Your goal — Give the entries again exactly. Skip the pictures.

☆ ☆ ☆

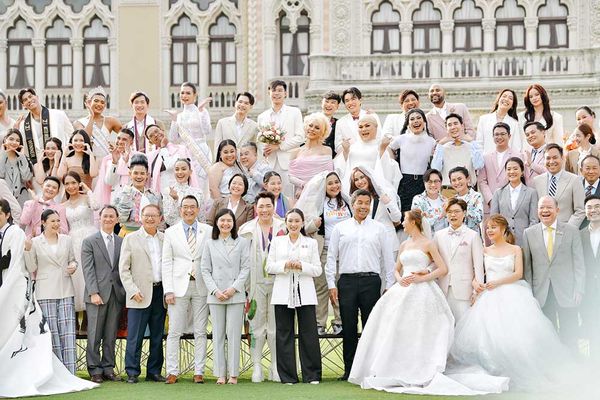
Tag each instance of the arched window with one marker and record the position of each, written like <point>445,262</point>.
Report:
<point>20,56</point>
<point>552,26</point>
<point>427,36</point>
<point>510,26</point>
<point>222,52</point>
<point>294,47</point>
<point>468,35</point>
<point>59,56</point>
<point>184,52</point>
<point>385,37</point>
<point>96,62</point>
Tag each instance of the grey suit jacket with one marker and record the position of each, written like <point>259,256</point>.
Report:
<point>569,195</point>
<point>522,216</point>
<point>565,270</point>
<point>224,266</point>
<point>99,274</point>
<point>592,273</point>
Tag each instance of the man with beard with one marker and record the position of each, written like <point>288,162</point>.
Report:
<point>436,117</point>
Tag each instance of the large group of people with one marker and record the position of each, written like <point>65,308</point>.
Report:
<point>470,253</point>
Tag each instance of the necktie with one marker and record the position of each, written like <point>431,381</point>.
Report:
<point>550,246</point>
<point>110,246</point>
<point>552,188</point>
<point>588,191</point>
<point>191,236</point>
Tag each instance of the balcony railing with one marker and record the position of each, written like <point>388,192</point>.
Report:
<point>513,64</point>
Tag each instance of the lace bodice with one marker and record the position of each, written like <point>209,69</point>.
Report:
<point>413,260</point>
<point>79,217</point>
<point>498,267</point>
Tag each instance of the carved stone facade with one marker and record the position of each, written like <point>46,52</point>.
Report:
<point>141,47</point>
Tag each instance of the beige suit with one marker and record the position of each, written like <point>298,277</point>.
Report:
<point>464,257</point>
<point>437,124</point>
<point>226,129</point>
<point>135,268</point>
<point>52,279</point>
<point>569,195</point>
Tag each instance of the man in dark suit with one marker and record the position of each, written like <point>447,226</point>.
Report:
<point>590,240</point>
<point>104,295</point>
<point>590,170</point>
<point>329,105</point>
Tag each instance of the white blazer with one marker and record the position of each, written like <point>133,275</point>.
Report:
<point>311,268</point>
<point>294,134</point>
<point>178,263</point>
<point>485,136</point>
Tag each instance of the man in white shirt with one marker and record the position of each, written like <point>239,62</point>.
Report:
<point>436,117</point>
<point>40,124</point>
<point>590,239</point>
<point>535,135</point>
<point>140,272</point>
<point>254,169</point>
<point>393,123</point>
<point>554,267</point>
<point>289,119</point>
<point>184,288</point>
<point>561,185</point>
<point>346,128</point>
<point>140,103</point>
<point>237,127</point>
<point>364,253</point>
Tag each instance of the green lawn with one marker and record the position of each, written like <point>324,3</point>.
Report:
<point>330,389</point>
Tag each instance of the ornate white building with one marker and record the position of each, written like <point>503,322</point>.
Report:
<point>472,47</point>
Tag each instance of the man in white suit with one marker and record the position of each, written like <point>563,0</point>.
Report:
<point>436,117</point>
<point>140,272</point>
<point>289,119</point>
<point>535,135</point>
<point>237,127</point>
<point>40,124</point>
<point>462,251</point>
<point>563,186</point>
<point>554,267</point>
<point>493,175</point>
<point>346,128</point>
<point>182,250</point>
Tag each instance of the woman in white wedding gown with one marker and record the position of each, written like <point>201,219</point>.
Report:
<point>405,344</point>
<point>505,330</point>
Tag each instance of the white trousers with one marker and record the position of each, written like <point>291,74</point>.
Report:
<point>177,323</point>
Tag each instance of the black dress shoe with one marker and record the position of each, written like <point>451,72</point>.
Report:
<point>111,377</point>
<point>155,378</point>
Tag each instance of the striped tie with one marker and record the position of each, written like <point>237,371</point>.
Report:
<point>552,188</point>
<point>192,241</point>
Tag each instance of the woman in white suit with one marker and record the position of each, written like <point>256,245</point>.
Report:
<point>50,256</point>
<point>515,201</point>
<point>294,259</point>
<point>225,267</point>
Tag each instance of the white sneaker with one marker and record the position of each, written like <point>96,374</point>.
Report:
<point>257,374</point>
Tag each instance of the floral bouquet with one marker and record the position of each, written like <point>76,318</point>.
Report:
<point>270,134</point>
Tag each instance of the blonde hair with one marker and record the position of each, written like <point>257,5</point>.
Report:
<point>323,122</point>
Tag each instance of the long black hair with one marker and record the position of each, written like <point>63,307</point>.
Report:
<point>216,231</point>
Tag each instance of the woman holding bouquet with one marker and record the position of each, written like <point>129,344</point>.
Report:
<point>314,156</point>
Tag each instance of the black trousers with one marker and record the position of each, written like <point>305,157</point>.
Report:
<point>308,344</point>
<point>355,292</point>
<point>152,316</point>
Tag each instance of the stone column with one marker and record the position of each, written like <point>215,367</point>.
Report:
<point>40,65</point>
<point>77,46</point>
<point>203,65</point>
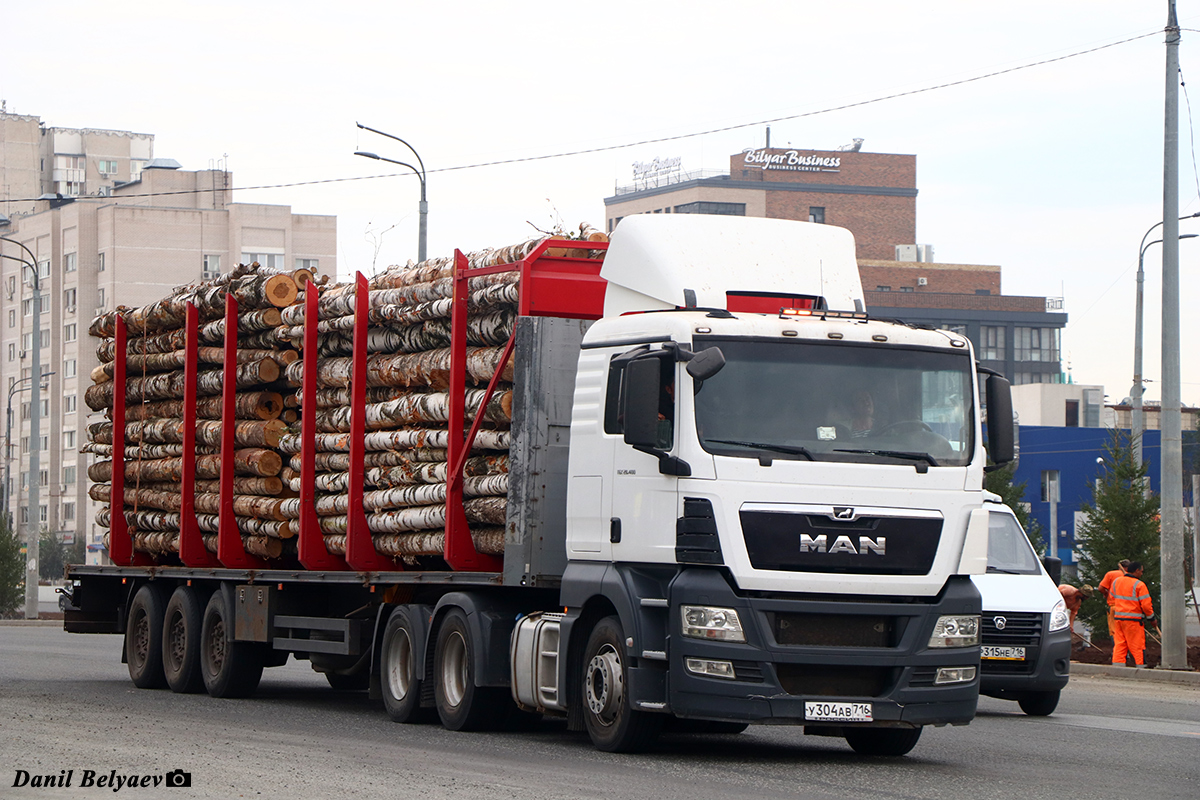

☆ ☆ ☆

Solved exercise —
Tag each instance of the arched window with one marker and record the position of each, written like <point>445,262</point>.
Report:
<point>20,56</point>
<point>552,26</point>
<point>427,36</point>
<point>510,26</point>
<point>222,52</point>
<point>294,47</point>
<point>468,35</point>
<point>59,56</point>
<point>184,52</point>
<point>385,37</point>
<point>96,62</point>
Tag each instance of the grey suit jacket with one marker and record the position of each, written like <point>259,256</point>.
Report:
<point>569,195</point>
<point>522,216</point>
<point>565,270</point>
<point>224,266</point>
<point>99,274</point>
<point>592,273</point>
Tag each instance of the man with beard with one marker and record the position of each, written like <point>288,162</point>.
Report:
<point>436,117</point>
Tag each instance of the large group of people with one marker and record the position of each, written like <point>65,308</point>.
Report:
<point>470,253</point>
Tag each instance of the necktie with one marker and record the position of each, written like <point>431,381</point>.
Report:
<point>550,246</point>
<point>110,246</point>
<point>552,188</point>
<point>588,191</point>
<point>191,236</point>
Tag each instance of the balcony railing with one marker and record the position of each, written like <point>388,192</point>.
Report:
<point>513,64</point>
Tag each instance of the lace bodice with one marker and record the position of each, written like <point>209,69</point>.
Report:
<point>413,260</point>
<point>79,217</point>
<point>498,267</point>
Tag each instance of the carved stone facade with one marker and record the position of each, written like <point>46,52</point>.
Report:
<point>141,47</point>
Tag each instance of the beige suit with one marker and record the position of each, written like <point>298,277</point>.
Report:
<point>464,257</point>
<point>437,124</point>
<point>226,129</point>
<point>135,268</point>
<point>52,279</point>
<point>569,195</point>
Tag each instance of the man in dark suit with one marker and record the position of each, written like <point>447,226</point>.
Report:
<point>590,240</point>
<point>104,295</point>
<point>590,170</point>
<point>329,105</point>
Tag each instance of the white blazer with one marker and record the position of each, written like <point>133,275</point>.
Report:
<point>311,268</point>
<point>294,134</point>
<point>178,263</point>
<point>485,136</point>
Tag each instance of the man in white shirt with one marker and record the position of each, written like <point>239,62</point>.
Report:
<point>436,117</point>
<point>40,124</point>
<point>590,239</point>
<point>535,135</point>
<point>140,272</point>
<point>254,169</point>
<point>393,123</point>
<point>554,267</point>
<point>289,119</point>
<point>184,288</point>
<point>561,185</point>
<point>346,128</point>
<point>140,103</point>
<point>237,127</point>
<point>364,253</point>
Tag each instance of the green lawn with one marker and record the position of each, written like <point>324,3</point>.
Report:
<point>330,389</point>
Tag each instance of the ornate white building with one marker and record the position of each, written like <point>503,322</point>.
Report:
<point>472,47</point>
Tag each instance of the man in white suit with one marker and record the position of each, written like <point>563,0</point>.
Report:
<point>436,117</point>
<point>140,272</point>
<point>289,119</point>
<point>535,135</point>
<point>237,127</point>
<point>40,124</point>
<point>462,251</point>
<point>563,186</point>
<point>554,267</point>
<point>493,175</point>
<point>346,128</point>
<point>182,250</point>
Tag each instance of the woman in white wedding gown with one marker and record the position of each, written like <point>201,219</point>.
Report:
<point>405,344</point>
<point>505,330</point>
Tag each instance of the white trousers with one marker and record the position of each, written like <point>291,74</point>.
Report:
<point>177,323</point>
Tag each instance of the black dress shoe with one marker and record the position of each, written like <point>451,72</point>.
Report:
<point>111,377</point>
<point>155,378</point>
Tag each instance of the striped tie with one marker and record the position of each, written like <point>237,371</point>.
Report:
<point>552,188</point>
<point>192,241</point>
Tag each instance of the woman in white suit with one marker and record the position of each, written like <point>256,245</point>.
Report:
<point>50,256</point>
<point>515,201</point>
<point>294,259</point>
<point>225,267</point>
Tag each instance of the white sneaker with one marker and record the position of each, written like <point>96,374</point>.
Report:
<point>257,374</point>
Tag each instance of the floral bouquet with one marker and record the position of each, written like <point>76,318</point>.
Report:
<point>270,134</point>
Tag each instance of the blonde hair with one marker and record the position of each, written like <point>257,5</point>.
Report:
<point>323,122</point>
Tag each instance of the long black hair with one marker and record the position of each, written like <point>63,307</point>.
Report:
<point>216,231</point>
Tag each instance of the woman holding bouquet with one marker and record the position of each, written like <point>129,344</point>.
Report:
<point>314,156</point>
Tag each instance of the black trousers with one marker and record the position of each, written like <point>305,157</point>.
Report:
<point>308,344</point>
<point>355,292</point>
<point>152,316</point>
Tag each instance of the stone column with one marker and record the position of each, written like <point>215,367</point>.
Report:
<point>40,65</point>
<point>77,46</point>
<point>203,65</point>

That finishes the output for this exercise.